• **Extract**:
------------------------------

This is what sci-fi can be when its creators set their so-called minds to something other than CGI backgrounds crammed full of distracting, indecipherable shit. From now on, whenever people ask me what I mean by “character-driven SF stories” I can point them to Carol O’Neil’s breakup speech in Outland and say, “Pretty much that. Now that stop asking.”
Outland‘s first half is a half-hour short about a cop’s marriage falling apart, punctuated every seven minutes or so by the kind of grisly, space-based deaths that leave you decorating walls. With no home life and no urge to visit the company hookers, O’Neil pours all of himself into a personal crusade. He will smash Sheppard’s drug ring, come hell or hard vacuum, and no amount of intimidation or Obvious Betrayals are going to stop him.
The back half of the movie’s a long game of escalation. O’Neil wins the Banter-off, so Sheppard sics some thugs on him. O’Neil jails a thug, so Sheppard has the thug killed in stir. O’Neil flushes a shipment of Space Speed, so Sheppard’s thugs leave a deputy’s corpse hanging in O’Neil’s locker. O’Neil refuses to fuck off, so Sheppard calls in some outside talent, setting up the third act’s literal ticking clock. This is a solid, professional film, full of striking imagery, carefully arranged by a director with a painter’s eye.

So why isn’t it as famous or fondly remembered as other, lesser, early-80s, cheesy sci-fi thrillers? The best answer I can come up with is, It takes all kinds to make a fandom. And if you’re a certain type of movie-watcher, Outland‘ll probably bore you to tears. In fact, during its original run, the film managed to alienate a whole swaths of the movie-goers by daring to rip-off that saintly, Gary Cooper Western, High Noon (which pissed off plenty of people in its own right, during its original run: “A Western without barfights or chase scenes? OUTRAGEOUS!” Like many saints, it only gained its title after everyone involved died.)
Like High Noon, Outland wants you to think the main conflict’s between the Marshal and the Bad Guy, here recast as an Evil Capitalist…but that’s okay. Hell, Western’s practically invented the archetype, and the movie makes it work. Sheppard’s no Carter Burke, though. There’s not a spec of slime on this guy. He never raises his voice and only directly threatens Sheppard once. Yet he carries this (in truth, secondary) conflict off by putting on an air of pure Jimmy Hoffa menace. A Blue Collar Evil, in contrast to Connery’s uniform…and everything it symbolizes. The kind of guy who’s perfect for carving kingdoms out of chaos. The kind of guy makes points with other people’s corpses.
Opposed by the kind of guy who’ll put responsibility before relatives, people before profits, and The Law before personal gain. All through this movie, O’Neil hears about how foolish he is to take a stand and oppose Sheppard. (Again, how loaded a name is that?) After all, it works. Except for the whole…ya know…driving people to suicide. That counts as “working” right? Sheppard, Dr. Lazarus, his deputies…all of them call O’Neil’s moral and ethical certitude “stupid” because Outland‘s is a future where such basic, entry-level heroism’s become patently unbelievable.

Until the end, when O’Neil sits down with Dr. Lazarus to explain the point, and where this film really diverges from High Noon (besides the whole “Jupiter’s moon” thing). Western’s are generally all about Civilization conquering a savage wilderness with Law, Order and Justice. High Noon‘s real conflict lay between the Marshall and a bunch of townsfolk too scared to stand with him against the forces of Lawlessness.

------------------------------

• **Raw data**:
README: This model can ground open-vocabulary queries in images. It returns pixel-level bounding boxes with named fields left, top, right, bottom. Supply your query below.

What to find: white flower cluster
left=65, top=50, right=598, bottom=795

------------------------------

• **Problem**:
Answer from the Outland review above:
(a) What do Sheppard's thugs leave hanging in O'Neil's locker?
(b) Which Western is Outland said to rip off?
(c) Who does O'Neil sit down with at the end to explain the point?

• **Written answer**:
(a) A deputy's corpse.
(b) High Noon.
(c) Dr. Lazarus.